[WHAT TO WORK ON]:
1 – In the blog post about starting on Twitter, rewrite the part that opens with the words containing "So what changed?" and closes with "something was up.)", substituting "book fair" for "writing conference".
2 – Condense the blog post about starting on Twitter into two sentences.
3 – Carry the blog post about starting on Twitter forward from the point where it stops.

[EXCERPT TO READ]:
--------

All three of these posted today, so I just wanted to share. Pass along to someone who might need to hear one of these messages.

Love upon love.

I began tweeting this week. On Tuesday, to be exact. After months and months of tweeter-tottering, I jumped into the madness.

For too long, I’ve been methodically rehearsing all the reasons why Twitter just isn’t something I can commit to, isn’t something I can sustain, and isn’t something I can be good at. Like a toxic loop.

At first, I thought my Twitter-woe was just good, healthy boundaries. But through a series of events, I began to see that my growing aversion to Twitter was about something much deeper.

So what changed?

First, I went to a writing conference and found myself getting angry at Twitter. And especially getting angry at all those writers who have the luxury of time to spend 6 hours a day on it. How dare they. And how dare Twitter. (Anger, as we all know, is a secondary emotion, so this was my first clue something was up.)

Second, I had a conversation with a woman I really respect and she (without really realizing it) caused me to see that I spend a lot of time regretting how little time I have. Get the irony there? Perhaps that emotional energy could be better spent actually using the time I do have to move forward and get something done. (Hmmm, indecision and paralysis have nothing to do with Twitter, either.)

--------

[DATASET EXTRACT]:

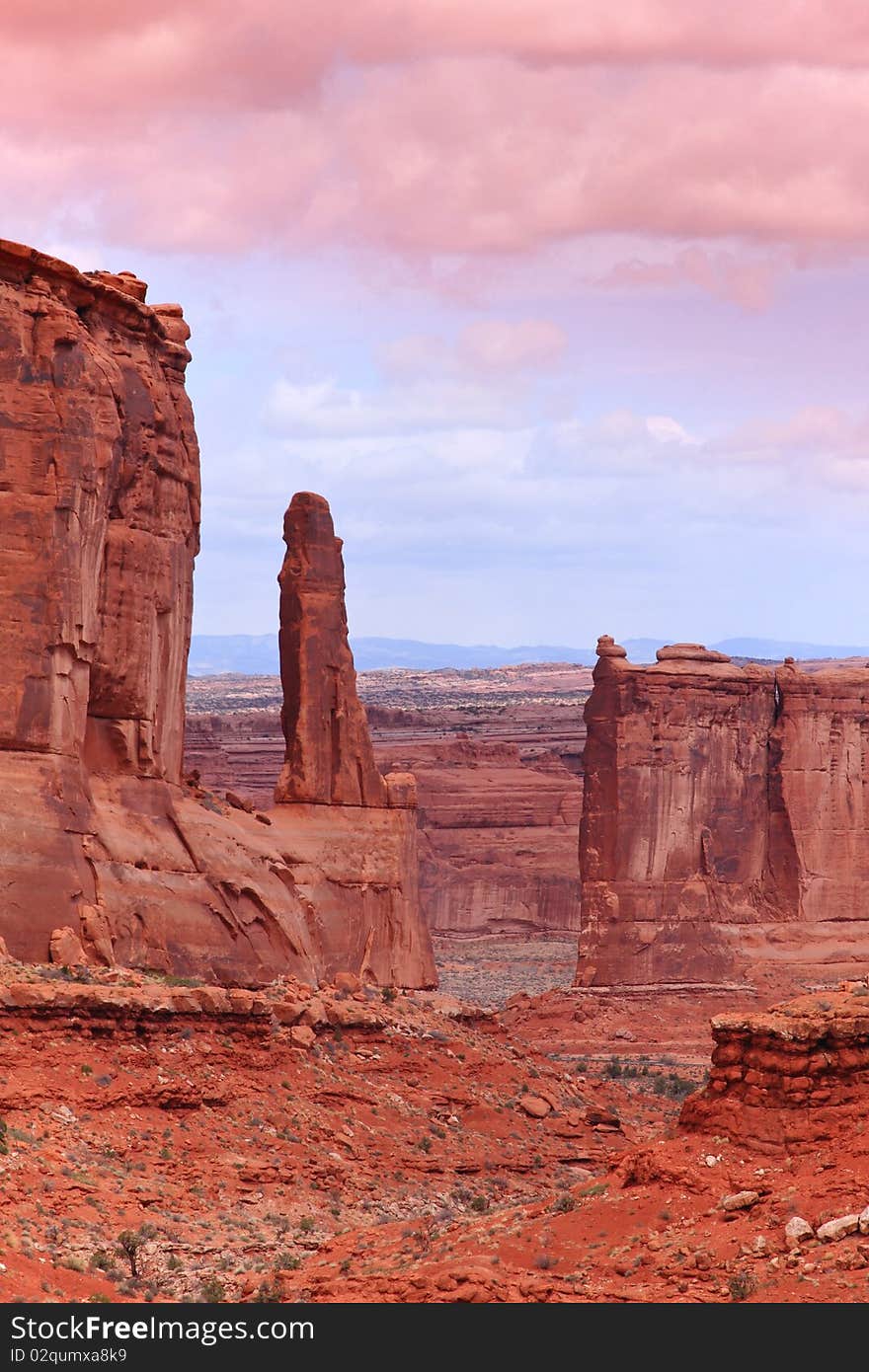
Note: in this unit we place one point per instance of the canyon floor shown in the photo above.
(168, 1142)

--------

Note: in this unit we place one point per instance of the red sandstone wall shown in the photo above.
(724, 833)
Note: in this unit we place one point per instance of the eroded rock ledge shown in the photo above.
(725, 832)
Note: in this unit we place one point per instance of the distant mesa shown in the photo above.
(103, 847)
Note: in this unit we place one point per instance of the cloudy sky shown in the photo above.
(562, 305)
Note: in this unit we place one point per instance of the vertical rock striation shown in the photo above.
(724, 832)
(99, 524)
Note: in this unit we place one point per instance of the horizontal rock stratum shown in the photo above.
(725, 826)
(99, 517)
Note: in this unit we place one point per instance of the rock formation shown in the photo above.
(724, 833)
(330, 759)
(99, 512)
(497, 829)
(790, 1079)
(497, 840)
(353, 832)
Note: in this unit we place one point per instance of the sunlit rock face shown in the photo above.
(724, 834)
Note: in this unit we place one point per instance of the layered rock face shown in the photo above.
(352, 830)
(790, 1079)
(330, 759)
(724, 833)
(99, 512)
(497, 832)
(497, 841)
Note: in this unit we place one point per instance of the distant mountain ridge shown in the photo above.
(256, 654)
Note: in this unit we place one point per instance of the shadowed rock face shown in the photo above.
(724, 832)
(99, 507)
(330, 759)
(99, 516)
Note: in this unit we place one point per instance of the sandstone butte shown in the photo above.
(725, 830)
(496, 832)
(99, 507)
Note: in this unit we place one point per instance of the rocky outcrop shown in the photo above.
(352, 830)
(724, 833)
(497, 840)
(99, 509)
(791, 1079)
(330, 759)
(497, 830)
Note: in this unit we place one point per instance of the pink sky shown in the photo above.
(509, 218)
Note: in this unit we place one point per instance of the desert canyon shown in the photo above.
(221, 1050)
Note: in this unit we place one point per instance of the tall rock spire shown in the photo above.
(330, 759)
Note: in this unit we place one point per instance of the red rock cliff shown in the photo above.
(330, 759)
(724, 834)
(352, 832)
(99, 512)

--------

[EXERCISE RESPONSES]:
1 –
So what changed?

First, I went to a book fair and found myself getting angry at Twitter. And especially getting angry at all those writers who have the luxury of time to spend 6 hours a day on it. How dare they. And how dare Twitter. (Anger, as we all know, is a secondary emotion, so this was my first clue something was up.)

2 – After months of hesitation, the writer began tweeting on Tuesday, having long rehearsed reasons why Twitter could not be committed to, sustained, or done well. That aversion proved to reflect something deeper, as the writer learned from feeling anger at Twitter and at writers with time to spend on it during a writing conference, and from a conversation showing how much time the writer spends regretting how little time there is.

3 –
Third, I had another conversation with another woman I really respect, and she assured me that the whole Twitter business wasn’t an all-or-nothing proposition. So you’re saying I could be on Twitter without becoming one of those full-fledged Twitter Whores? In other words, the 6 hours-or-nothing construct might not be a helpful or accurate way of thinking about things. (Well, well, well . . . if it isn’t my good friend polar extremes that keep me from having to live in the difficult fray of taking each day as it comes.)

Later that night, I started thinking about my real problems with Twitter. And I realized, my real problem is with me. At the heart, I saw Twitter as another thing I was failing at before I even started. Twitter, like so many things in life, was reserved for those people – the better people – who are culturally savvy, tech savvy, clever, and pretty.

And all of a sudden, I realized I had given all this power to Twitter, and the only way to take it back was to actually face the deeper conversation that was going on inside my head. The toxic one. The shame-based one.

“Hiding shame even from ourselves will keep us from becoming healthy. We will continue to reject ourselves and others until we deal with our humanness. We must be willing to accept ourselves each day, and not be discouraged if we fall short of our ideals” (taken from Emotions Anonymous materials).

I was hiding my shame behind the thin Twitter-veil.

Dealing with toxic shame requires that we accept the fact that we are no more than human and no less than human. We are not super-human. And, we are not sub-human.

So, some days, as just a human (no more and no less), I will be amazingly twitter-ific. And other days, I will need to focus on other things. All of this is OK. Because, after all, I’m just a human.

Twitter doesn’t own my soul.

Twitter does not affirm or deny my worth.

Twitter is not about succeeding or failing. To put it in those terms is just a manifestation of shame.

I am loved . . . whether I Tweet or not.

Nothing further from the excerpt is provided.